_THE TASK_: Starting at the line that holds "Target: car windshield" and stopping at the line that holds "Provide one point per instance of the brick", restate the records below word for word, with both of those lines included.

(Dataset entries)
== Segment start ==

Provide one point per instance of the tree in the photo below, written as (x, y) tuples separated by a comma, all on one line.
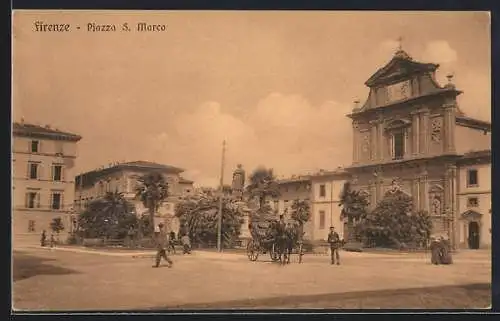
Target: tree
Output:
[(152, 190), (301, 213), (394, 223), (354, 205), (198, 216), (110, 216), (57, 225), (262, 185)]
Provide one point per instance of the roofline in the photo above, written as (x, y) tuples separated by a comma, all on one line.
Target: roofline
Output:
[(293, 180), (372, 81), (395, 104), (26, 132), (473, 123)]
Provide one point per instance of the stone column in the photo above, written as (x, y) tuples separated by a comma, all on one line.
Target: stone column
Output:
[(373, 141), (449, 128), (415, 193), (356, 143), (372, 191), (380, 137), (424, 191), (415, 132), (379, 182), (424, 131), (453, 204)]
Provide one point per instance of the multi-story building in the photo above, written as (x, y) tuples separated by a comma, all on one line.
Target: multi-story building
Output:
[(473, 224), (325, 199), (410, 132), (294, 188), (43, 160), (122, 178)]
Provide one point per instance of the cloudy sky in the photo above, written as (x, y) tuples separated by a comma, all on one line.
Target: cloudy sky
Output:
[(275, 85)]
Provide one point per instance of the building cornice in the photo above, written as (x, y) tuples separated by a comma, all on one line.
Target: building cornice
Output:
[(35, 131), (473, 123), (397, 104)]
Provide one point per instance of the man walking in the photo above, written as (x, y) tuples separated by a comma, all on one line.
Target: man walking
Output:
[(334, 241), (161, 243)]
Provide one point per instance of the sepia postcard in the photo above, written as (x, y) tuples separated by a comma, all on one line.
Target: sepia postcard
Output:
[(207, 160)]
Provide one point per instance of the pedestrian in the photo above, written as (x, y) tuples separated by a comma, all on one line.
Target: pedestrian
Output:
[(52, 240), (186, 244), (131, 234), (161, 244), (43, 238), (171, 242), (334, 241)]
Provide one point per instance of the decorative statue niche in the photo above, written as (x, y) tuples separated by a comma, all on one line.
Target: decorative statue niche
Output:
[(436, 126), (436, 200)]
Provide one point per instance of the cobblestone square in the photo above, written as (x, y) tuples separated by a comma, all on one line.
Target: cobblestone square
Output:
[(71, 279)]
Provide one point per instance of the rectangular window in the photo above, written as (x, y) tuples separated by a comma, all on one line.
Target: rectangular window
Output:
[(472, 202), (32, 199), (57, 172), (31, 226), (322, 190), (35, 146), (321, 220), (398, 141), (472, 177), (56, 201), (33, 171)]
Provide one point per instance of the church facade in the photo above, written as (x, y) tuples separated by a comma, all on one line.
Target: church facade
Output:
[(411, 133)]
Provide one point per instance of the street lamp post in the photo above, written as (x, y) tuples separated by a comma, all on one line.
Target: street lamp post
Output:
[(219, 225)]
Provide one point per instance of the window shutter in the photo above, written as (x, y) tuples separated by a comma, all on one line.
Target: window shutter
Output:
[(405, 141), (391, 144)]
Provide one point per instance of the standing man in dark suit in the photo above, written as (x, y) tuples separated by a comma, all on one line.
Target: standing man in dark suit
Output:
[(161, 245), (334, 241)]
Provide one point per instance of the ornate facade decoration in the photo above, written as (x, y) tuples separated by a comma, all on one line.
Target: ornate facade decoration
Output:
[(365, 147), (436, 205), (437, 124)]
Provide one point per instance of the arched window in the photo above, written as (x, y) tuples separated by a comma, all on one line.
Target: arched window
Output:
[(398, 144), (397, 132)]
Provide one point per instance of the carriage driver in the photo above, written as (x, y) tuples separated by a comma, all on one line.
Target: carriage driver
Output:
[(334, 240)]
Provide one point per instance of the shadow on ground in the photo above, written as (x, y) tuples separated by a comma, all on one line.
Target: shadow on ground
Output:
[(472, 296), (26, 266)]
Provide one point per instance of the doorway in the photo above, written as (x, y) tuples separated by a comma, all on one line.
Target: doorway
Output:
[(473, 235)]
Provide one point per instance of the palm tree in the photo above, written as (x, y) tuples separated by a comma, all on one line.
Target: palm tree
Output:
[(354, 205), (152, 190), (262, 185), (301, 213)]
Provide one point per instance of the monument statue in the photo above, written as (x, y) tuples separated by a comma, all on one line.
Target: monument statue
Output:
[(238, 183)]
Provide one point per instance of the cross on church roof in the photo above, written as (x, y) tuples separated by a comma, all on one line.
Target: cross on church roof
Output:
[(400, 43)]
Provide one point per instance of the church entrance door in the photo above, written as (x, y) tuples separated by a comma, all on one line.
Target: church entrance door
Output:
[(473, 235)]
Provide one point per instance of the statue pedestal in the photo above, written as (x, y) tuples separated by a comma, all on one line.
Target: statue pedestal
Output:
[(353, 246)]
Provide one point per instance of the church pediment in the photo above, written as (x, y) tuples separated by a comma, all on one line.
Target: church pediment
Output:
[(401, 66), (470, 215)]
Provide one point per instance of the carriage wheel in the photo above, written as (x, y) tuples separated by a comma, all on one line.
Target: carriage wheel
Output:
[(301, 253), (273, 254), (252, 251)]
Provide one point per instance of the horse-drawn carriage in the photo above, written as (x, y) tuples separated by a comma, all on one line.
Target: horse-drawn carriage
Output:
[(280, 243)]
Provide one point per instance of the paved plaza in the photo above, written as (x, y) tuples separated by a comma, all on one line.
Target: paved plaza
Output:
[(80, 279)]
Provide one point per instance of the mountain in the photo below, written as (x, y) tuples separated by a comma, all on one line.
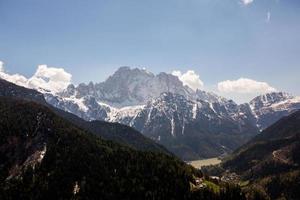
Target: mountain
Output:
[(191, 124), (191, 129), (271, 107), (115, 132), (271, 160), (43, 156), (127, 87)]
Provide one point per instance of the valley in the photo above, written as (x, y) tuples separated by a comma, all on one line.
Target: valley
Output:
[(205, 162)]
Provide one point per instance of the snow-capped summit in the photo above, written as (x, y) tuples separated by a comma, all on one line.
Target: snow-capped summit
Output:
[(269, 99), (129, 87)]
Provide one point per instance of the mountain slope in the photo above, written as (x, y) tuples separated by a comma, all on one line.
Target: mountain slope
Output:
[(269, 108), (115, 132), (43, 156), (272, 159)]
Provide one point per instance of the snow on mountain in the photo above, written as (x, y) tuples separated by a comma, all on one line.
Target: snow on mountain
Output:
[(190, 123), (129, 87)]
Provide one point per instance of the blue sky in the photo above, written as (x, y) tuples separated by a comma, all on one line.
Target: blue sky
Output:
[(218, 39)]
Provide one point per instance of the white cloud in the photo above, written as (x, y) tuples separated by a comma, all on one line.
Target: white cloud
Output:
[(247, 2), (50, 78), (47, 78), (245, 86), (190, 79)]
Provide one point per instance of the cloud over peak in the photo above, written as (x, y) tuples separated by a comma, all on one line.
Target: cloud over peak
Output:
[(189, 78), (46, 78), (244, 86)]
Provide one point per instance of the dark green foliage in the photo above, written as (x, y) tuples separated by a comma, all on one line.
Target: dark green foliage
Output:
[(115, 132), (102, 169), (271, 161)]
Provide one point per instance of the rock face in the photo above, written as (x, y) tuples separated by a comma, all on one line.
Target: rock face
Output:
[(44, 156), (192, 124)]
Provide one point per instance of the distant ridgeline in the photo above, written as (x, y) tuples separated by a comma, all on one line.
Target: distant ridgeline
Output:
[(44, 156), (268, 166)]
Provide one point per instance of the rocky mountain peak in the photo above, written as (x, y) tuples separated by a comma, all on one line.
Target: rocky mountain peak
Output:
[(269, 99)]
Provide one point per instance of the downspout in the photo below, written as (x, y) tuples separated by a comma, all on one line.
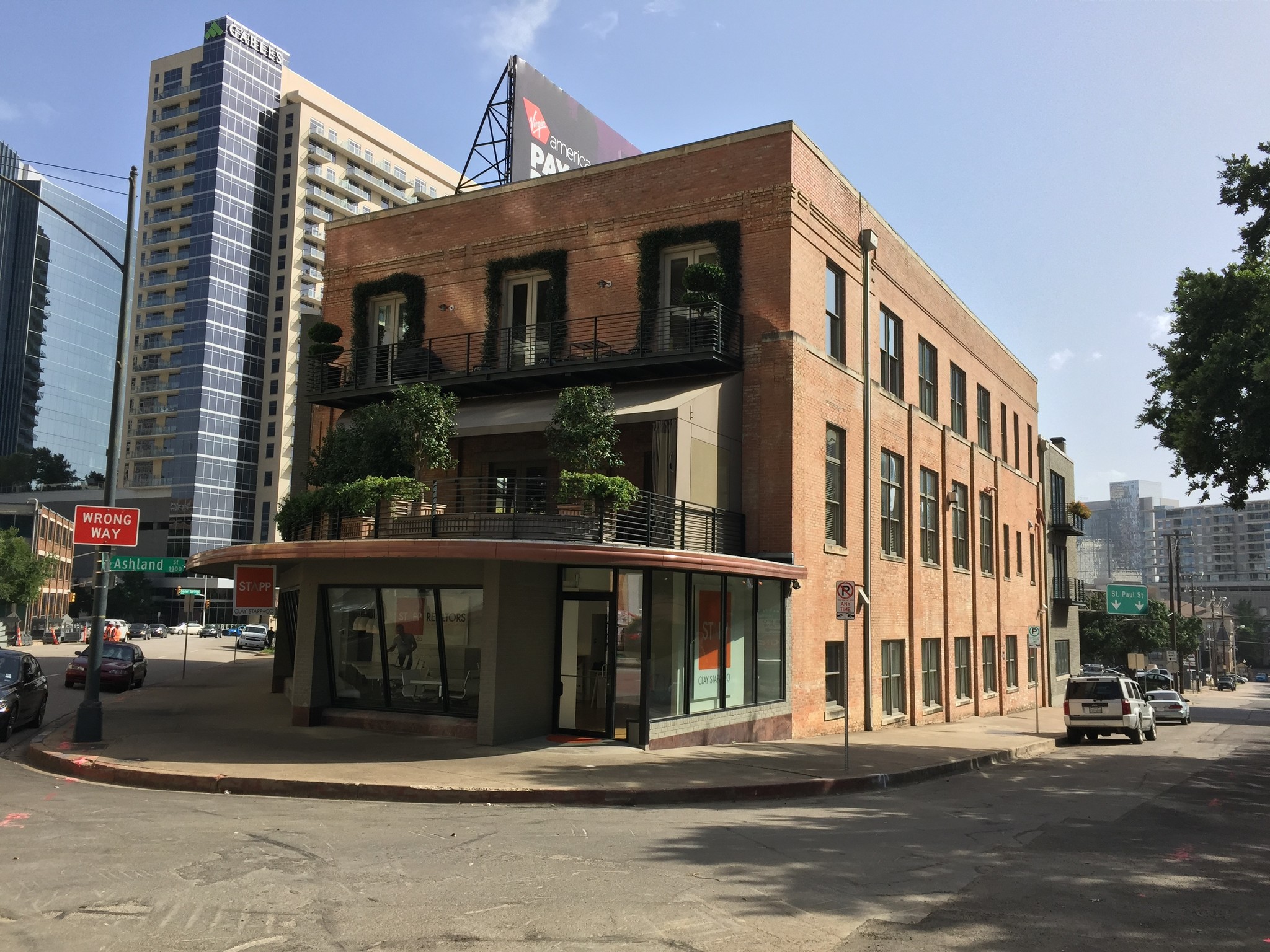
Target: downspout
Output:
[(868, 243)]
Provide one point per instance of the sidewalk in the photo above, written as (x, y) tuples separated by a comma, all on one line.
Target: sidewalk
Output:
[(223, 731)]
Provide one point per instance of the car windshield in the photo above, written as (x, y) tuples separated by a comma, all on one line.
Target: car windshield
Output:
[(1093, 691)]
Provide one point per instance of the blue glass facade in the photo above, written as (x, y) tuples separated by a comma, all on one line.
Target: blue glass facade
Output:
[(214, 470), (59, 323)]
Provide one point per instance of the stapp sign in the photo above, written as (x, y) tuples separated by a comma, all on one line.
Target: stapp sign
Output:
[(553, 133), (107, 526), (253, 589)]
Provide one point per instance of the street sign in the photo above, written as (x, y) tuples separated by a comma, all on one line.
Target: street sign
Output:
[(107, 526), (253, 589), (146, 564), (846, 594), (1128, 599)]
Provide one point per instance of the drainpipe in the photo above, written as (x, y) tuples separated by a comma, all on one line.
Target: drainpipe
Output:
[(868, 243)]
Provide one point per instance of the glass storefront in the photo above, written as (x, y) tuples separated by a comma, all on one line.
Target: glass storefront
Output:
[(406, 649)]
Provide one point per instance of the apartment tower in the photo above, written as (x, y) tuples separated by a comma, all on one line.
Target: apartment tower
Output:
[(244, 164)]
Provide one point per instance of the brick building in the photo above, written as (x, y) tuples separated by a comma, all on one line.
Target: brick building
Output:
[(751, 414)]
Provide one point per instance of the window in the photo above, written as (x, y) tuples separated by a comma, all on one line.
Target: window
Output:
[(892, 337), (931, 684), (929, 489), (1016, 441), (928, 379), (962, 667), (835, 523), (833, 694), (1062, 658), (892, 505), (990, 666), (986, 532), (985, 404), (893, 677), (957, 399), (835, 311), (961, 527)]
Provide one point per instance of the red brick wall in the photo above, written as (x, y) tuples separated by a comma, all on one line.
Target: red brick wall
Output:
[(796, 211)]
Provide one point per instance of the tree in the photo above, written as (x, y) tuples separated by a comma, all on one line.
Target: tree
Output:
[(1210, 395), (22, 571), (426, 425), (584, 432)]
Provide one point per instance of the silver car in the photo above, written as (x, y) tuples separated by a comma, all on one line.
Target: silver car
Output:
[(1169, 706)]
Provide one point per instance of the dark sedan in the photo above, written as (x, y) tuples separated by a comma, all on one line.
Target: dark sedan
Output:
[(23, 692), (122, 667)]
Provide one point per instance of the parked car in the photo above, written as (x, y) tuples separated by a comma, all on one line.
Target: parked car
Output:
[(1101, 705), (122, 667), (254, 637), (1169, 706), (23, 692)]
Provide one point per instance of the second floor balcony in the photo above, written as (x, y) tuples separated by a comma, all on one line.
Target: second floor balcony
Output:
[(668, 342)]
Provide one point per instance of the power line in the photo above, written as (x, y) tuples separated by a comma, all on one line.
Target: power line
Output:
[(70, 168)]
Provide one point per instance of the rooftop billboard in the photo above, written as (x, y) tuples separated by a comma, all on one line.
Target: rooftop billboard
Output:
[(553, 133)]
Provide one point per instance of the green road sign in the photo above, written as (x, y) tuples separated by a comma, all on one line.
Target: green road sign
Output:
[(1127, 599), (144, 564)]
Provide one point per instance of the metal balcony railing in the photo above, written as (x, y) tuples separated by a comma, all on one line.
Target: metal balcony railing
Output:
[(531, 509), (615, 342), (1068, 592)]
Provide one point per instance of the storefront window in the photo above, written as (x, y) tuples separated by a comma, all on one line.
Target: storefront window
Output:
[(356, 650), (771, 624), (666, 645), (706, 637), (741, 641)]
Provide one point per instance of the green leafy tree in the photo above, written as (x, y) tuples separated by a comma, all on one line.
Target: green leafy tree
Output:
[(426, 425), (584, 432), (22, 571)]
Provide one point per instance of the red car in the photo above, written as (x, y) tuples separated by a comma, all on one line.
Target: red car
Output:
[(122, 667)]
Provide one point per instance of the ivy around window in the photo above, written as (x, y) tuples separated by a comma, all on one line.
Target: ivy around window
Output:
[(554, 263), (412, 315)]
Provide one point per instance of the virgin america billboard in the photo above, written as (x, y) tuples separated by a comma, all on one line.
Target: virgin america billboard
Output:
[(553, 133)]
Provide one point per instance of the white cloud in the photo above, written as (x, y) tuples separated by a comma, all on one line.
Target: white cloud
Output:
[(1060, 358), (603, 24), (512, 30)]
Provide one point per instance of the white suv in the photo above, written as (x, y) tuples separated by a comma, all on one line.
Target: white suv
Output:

== Segment end ==

_SOLUTION TO THE EXERCISE_:
Target: car windshield
Output:
[(1093, 691)]
Provide one point per instance of the blue glass facade in the photo above, written as (x, y) tuples separated by a comma, all on one line.
Target: blue glass facade
Output:
[(214, 470), (59, 323)]
Provide one point per instance of the stapp sign in the photo above, written as (x, y) tuples separated by a comma, all on one line.
Target: stapp sign
Output:
[(553, 133), (107, 526), (253, 589)]
Provide one point per instance of the street sign in the photo above, written as (x, y) tuples separated by a comma, all on one line.
Target: street sign
Output:
[(107, 526), (253, 589), (146, 564), (846, 594), (1128, 599)]
Provide one point per instance of the drainpipe in the photo above, written as (x, y) tuples separated by a comma, all on one line.
Target: drainpipe
Output:
[(868, 243)]
Provide one point per instance of the glass storefront in the photo above, written as (x, y) tuples separated by a comma, all on one line.
Target: glass storefront
Output:
[(406, 649)]
Provide one point per instance of the apartment tower in the photo above, written as (x, y) tuples separated by a comma, all on one line.
Target: apartment tower
Output:
[(244, 164)]
Provide one point per instance of the brick building in the photo above, written as (x, y) tuples separated by a comma, all on one line.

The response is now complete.